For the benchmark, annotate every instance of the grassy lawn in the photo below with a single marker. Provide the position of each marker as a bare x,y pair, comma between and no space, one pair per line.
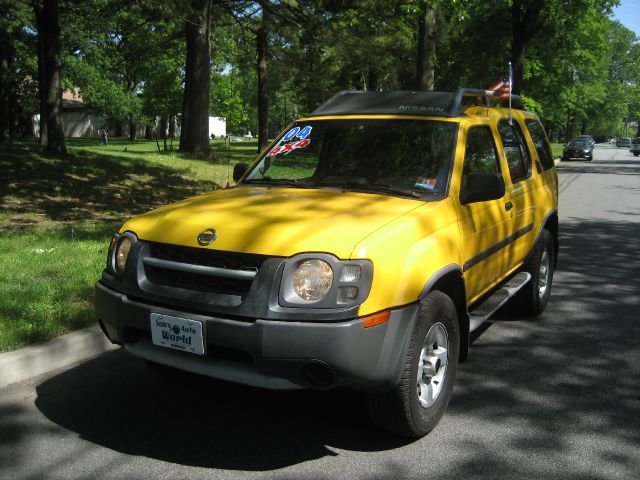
57,216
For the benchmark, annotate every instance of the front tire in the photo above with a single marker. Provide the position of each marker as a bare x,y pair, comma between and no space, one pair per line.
416,405
532,299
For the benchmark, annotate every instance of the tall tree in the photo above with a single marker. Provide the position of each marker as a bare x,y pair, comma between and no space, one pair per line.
49,73
194,137
525,23
427,39
262,45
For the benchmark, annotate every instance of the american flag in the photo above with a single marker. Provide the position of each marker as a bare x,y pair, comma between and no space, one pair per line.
503,88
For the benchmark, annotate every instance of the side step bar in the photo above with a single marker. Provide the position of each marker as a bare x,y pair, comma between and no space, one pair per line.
482,312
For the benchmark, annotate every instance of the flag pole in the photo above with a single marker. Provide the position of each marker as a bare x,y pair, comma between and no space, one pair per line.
510,87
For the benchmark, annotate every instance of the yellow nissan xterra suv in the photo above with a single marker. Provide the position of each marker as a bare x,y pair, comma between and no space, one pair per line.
361,249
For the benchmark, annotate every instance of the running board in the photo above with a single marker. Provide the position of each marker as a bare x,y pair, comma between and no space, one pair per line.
488,307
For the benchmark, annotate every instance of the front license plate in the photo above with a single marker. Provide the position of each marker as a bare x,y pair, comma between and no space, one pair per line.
177,333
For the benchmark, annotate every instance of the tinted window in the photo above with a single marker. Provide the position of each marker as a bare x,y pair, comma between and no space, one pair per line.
480,153
515,148
542,144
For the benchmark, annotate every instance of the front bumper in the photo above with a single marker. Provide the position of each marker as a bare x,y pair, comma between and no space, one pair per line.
269,353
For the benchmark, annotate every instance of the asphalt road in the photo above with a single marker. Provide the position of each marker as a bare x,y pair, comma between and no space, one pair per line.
556,397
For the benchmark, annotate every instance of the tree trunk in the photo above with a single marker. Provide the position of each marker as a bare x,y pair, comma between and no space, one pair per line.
133,130
262,39
49,74
524,26
194,137
426,56
42,95
5,110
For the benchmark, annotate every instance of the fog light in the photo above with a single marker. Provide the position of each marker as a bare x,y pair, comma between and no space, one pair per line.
122,252
347,294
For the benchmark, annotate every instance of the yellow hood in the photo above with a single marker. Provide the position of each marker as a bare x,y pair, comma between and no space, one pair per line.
273,221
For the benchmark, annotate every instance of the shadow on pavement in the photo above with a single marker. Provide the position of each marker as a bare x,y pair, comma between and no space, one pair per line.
116,401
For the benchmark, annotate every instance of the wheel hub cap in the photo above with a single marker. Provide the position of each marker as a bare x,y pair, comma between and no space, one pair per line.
432,366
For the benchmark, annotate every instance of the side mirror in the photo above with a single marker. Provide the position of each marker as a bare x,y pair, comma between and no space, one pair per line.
482,187
239,170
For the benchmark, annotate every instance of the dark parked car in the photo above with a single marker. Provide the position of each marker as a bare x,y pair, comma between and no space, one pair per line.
578,148
623,142
586,137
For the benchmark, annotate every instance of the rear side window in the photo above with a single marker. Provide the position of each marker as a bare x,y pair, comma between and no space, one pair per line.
542,144
480,154
515,148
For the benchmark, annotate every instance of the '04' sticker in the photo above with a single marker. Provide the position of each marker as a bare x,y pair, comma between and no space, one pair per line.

====================

Repeat each entry exactly as it appears; skip any picture.

### [RESULT BELOW]
For the benchmark, annotate every instance of the grassy lawn in the photo below with a single marker. Provide the position of each marker as a bare x,y pair, comma between and no space, one pair per line.
57,216
For the benchmark, annotate every instance of the front tire in the photo above with a single marker. Provide the position of each marker as a bare x,y pair, comma between and no space, one pair per line.
416,405
532,299
For the benchmark, annotate every instance of the tall tree in the photo above with a single marker. Provide the position of each marker as a bare x,y pair, comma between and no space, one pair per line.
49,73
194,137
525,23
427,39
262,45
For the benchmark, annotate every instance of the american flag in the photo above with a single marker. Provide the position of each marker as a bare x,y pair, comma between and no space, one pair per line.
503,88
For the benchmark, annotate every instance of the side step bar in the photo above with a single marker. Provide the position of each marker as a bare x,y pair, comma between and no space, one pair per line.
482,312
For the benchmark, annotate every instance of the flag pole in the photo above with a single marker. Provide the position of each marker as a bare x,y pair, comma between and no space, one pair per line.
510,87
For the benchmark, annotate every instance of the yellow nissan xterra suv in the photo above with a single marker. Provide the position of each marker as a bare x,y pair, comma between and no space, one pair per line.
361,249
For the benchmark, annotate every instance of the running board in the photo above with a single marker. Provide the position of each marker as a bare x,y pair, comma between and no space, one pair per line.
488,307
For the benchmark, annotate every instance of the front license plate in the photo above with a single marker. Provide the position of each marker as a bare x,y pair, comma between and no space, one pair per line.
177,333
For the benchmark, annotate every instance of the tinted window in the photo above with a single marker. Provide the position of each marker as a bare x,y pair, comma between and no space, one pair per line.
480,153
515,148
542,144
For the benchmark, annotate every instance of the front bumper in the photo above with a single marker. Provide the position of each marker as a bare x,y pair, comma between and no space, one pair per line.
269,353
For the benchmark, annotate every instance of the asphalt road in the photo above with a single marker. Provide the position of each marker as a bare x,y pair, comma between and no space, one pair per line.
556,397
For the benchmark, annotate every instance of the tree trunk in the photo above with a single marker. Provide the position of each marker as a bare x,y pair, comma between and no space, one pair per line.
133,130
262,39
49,74
524,26
194,137
426,56
42,95
5,110
For the benchmark, annotate every instance of the fog light in the photo above with a single marker. Provide the position of each marker as a bare x,y pair, comma between and no space, one pair per line.
122,252
347,294
For the benchmark, annotate every instance of the yellow hood in the photo above with a single marker. Provide the position of each marker as a bare x,y pair, comma between and no space, one pair per line.
273,221
For the benchmark, annotate every instance of the shadow on pavement in the photo above with a single marker. Provide the position of each marker as a bare x,y pair, comma between and no space, one pair per line.
116,401
For the benchmark, annotate every instance of the wheel hub cap in the photo above with a single marker. Provide the position of each marker as a bare x,y pair, comma between and no space, one pair per line.
432,366
For the benchmark, annotate every instance of the side mirror in the photo above with a single marker. Provide the position of each marker as a bare x,y pair, comma between and no space, one pair per line.
482,187
239,170
For the benchmark, annotate every instance of the dark parked car in the photo above with a single marker. Provide the position of each marker as a bare x,y pair, comma between and no space, one pair per line.
578,148
623,142
586,137
For the benchmark, annotate every instance of the rear side window in the photo above with a single marker. Provide the position of each marker as a bare x,y pair, comma between and no space, one pair per line.
542,144
480,154
515,148
For the benchmark, annotate every instance of the '04' sticker in the photo above with a single marker. Provide the position of each marker as a bare x,y pair, comma between and no space, one pair per line.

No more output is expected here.